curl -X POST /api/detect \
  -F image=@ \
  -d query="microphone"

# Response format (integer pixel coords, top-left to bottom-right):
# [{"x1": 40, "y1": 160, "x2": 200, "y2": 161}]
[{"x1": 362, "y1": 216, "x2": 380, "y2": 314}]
...
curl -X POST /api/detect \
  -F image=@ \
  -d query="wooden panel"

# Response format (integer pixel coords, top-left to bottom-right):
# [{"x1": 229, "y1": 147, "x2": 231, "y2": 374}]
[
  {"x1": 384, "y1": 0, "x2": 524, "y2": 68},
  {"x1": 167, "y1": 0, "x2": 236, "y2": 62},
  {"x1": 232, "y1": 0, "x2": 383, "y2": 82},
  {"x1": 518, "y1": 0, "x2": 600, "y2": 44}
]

> Problem to work on
Find each line in the listing above that contains the string "query", matching case exactly, and copy those lines out in full.

> Completed task
  -d query="microphone"
  -d query="wooden panel"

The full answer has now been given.